Aim - Begin at the line containing "Place a point on every instance of the gray background, shaped" and stop after the line containing "pixel 212 77". Reproduce only those lines of the data, with "gray background" replaced by "gray backdrop" and nothing else altered.

[START OF Task material]

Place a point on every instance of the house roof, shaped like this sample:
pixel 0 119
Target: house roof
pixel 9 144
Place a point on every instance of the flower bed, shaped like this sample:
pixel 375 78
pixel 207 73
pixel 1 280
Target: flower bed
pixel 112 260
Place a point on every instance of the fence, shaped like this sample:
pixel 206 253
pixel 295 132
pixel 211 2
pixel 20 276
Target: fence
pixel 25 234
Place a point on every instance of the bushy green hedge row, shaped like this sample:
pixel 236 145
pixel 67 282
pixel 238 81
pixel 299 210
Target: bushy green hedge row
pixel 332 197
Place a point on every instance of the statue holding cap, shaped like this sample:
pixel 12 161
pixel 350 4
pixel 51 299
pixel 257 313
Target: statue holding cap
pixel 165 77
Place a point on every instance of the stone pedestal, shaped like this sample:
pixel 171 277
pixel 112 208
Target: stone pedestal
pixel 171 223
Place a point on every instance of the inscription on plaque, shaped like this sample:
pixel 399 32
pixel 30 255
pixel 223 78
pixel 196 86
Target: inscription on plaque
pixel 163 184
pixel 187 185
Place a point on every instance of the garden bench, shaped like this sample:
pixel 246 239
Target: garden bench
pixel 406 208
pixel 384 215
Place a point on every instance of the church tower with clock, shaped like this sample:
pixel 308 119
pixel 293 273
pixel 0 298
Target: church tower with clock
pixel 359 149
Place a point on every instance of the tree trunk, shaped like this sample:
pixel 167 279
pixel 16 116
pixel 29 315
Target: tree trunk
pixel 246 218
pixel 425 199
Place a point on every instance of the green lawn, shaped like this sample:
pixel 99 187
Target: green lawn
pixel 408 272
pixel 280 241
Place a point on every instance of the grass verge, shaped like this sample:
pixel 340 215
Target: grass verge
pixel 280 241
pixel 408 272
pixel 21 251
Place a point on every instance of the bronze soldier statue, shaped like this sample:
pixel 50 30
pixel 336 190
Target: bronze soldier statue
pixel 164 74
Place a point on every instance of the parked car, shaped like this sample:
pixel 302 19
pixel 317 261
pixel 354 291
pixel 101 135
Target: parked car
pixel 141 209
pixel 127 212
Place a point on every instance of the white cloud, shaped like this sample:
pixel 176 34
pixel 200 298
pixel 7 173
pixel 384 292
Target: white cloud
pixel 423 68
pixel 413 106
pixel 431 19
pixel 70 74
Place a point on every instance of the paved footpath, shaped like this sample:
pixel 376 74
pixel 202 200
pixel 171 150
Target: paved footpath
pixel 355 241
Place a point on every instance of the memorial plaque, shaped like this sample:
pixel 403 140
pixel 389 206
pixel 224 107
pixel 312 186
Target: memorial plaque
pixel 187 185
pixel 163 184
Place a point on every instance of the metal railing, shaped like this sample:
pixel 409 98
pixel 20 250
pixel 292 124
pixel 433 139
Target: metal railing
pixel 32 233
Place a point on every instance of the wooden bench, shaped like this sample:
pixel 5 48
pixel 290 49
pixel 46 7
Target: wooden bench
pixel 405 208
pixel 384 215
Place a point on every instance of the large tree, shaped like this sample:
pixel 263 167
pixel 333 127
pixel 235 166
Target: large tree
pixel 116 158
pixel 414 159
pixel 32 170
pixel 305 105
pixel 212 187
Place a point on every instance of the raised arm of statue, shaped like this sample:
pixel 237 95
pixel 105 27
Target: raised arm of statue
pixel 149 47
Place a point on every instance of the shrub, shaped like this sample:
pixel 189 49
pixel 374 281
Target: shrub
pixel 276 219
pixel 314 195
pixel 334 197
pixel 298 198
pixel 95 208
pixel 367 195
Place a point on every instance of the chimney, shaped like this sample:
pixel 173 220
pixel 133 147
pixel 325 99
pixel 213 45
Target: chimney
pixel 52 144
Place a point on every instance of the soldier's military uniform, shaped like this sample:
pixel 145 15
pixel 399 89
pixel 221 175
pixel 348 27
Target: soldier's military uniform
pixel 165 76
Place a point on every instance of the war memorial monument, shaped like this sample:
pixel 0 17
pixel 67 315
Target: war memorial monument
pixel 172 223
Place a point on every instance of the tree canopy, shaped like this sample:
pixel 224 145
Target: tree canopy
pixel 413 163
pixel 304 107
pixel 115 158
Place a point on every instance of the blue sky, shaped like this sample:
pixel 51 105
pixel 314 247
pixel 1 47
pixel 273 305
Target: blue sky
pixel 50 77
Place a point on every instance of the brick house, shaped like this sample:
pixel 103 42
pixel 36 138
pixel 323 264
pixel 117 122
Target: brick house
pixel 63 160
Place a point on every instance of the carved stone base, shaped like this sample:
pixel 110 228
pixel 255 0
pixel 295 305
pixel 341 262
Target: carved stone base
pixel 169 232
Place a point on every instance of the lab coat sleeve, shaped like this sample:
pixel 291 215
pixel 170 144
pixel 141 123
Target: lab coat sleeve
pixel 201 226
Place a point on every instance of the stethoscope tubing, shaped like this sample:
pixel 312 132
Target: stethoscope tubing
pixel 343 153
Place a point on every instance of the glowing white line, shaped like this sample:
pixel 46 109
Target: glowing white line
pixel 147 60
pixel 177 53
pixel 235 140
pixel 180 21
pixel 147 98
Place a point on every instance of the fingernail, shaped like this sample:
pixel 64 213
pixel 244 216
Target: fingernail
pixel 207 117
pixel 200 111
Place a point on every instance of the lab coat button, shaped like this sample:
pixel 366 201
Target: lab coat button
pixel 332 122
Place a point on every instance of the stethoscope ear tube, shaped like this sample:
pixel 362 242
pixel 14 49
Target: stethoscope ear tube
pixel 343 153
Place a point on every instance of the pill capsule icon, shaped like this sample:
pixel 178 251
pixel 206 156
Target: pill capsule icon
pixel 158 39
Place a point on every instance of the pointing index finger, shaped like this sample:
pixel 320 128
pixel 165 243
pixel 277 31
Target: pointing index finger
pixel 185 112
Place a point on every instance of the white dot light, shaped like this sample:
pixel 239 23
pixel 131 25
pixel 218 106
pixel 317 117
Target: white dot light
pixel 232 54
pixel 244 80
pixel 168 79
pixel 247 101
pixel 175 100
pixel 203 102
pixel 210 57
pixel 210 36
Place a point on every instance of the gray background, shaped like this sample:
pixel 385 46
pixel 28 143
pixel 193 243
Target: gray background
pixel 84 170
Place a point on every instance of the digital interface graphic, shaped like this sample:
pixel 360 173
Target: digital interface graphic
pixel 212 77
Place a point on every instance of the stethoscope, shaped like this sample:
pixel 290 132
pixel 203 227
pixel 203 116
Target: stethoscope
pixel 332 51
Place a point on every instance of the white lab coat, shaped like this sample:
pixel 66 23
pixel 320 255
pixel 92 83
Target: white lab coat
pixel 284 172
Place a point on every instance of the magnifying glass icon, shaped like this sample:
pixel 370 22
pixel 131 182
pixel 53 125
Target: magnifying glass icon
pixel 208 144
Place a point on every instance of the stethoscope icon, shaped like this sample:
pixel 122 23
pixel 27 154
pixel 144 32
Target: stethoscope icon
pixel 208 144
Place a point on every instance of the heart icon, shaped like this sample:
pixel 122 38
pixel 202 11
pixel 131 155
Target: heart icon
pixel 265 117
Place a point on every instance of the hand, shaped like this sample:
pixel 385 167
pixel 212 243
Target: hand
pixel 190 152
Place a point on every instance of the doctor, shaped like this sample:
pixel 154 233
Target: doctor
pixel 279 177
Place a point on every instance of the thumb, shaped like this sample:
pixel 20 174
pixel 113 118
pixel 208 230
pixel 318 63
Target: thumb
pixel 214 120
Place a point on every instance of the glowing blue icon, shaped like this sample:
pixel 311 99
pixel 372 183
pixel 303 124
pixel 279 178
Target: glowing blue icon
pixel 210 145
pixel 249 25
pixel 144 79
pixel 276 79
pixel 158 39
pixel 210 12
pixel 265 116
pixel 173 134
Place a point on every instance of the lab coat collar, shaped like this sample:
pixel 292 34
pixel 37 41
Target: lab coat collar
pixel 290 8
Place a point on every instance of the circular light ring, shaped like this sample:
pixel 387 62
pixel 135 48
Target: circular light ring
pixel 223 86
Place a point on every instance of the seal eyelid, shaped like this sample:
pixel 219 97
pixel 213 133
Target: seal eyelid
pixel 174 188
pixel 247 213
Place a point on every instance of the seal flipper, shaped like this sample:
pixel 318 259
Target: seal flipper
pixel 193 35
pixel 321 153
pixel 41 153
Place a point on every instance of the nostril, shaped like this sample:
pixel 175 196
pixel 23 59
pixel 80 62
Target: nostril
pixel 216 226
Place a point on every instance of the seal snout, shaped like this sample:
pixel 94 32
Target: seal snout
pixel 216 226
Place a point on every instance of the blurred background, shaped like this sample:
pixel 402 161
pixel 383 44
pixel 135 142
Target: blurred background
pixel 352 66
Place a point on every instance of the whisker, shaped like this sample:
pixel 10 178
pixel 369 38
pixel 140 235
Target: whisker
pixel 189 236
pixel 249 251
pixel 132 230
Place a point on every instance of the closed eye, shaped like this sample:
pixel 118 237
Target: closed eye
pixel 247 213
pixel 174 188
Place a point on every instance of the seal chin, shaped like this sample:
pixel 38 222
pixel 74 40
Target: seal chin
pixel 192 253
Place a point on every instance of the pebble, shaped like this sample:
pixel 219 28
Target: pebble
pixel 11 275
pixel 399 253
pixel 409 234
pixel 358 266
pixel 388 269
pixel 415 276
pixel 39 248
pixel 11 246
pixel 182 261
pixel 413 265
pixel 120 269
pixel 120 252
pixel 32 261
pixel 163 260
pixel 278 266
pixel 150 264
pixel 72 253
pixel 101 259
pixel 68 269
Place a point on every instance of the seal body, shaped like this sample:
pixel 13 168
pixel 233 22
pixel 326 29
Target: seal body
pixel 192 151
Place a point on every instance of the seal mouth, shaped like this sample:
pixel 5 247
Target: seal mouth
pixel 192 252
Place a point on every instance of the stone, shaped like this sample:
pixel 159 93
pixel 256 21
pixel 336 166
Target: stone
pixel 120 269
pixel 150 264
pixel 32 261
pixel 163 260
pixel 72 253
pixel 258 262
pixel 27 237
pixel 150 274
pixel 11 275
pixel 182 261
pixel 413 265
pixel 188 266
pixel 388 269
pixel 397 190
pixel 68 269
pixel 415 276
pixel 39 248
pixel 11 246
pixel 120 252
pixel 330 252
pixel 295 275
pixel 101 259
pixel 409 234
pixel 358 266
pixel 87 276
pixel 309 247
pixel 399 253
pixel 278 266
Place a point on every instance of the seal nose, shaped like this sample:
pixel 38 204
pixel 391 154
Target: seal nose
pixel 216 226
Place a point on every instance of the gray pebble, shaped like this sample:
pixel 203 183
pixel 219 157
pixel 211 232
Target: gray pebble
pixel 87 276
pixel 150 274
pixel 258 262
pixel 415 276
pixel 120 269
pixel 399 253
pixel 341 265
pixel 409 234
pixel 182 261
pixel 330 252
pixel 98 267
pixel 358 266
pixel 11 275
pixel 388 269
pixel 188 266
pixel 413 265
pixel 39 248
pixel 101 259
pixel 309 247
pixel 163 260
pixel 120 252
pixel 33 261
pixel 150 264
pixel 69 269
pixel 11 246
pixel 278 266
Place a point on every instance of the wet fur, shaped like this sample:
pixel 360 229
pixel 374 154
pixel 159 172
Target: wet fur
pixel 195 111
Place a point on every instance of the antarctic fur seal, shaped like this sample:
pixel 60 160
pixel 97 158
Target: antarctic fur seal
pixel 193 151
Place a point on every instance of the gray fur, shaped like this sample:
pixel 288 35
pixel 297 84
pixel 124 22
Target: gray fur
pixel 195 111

[END OF Task material]

Output for this task -
Place a point on every instance of the gray backdrop, shaped like this sample:
pixel 385 46
pixel 28 143
pixel 193 243
Target: gray backdrop
pixel 84 170
Place a point on every instance of the digital interface graphic, shaped like this sample:
pixel 360 173
Target: digital interface graphic
pixel 212 77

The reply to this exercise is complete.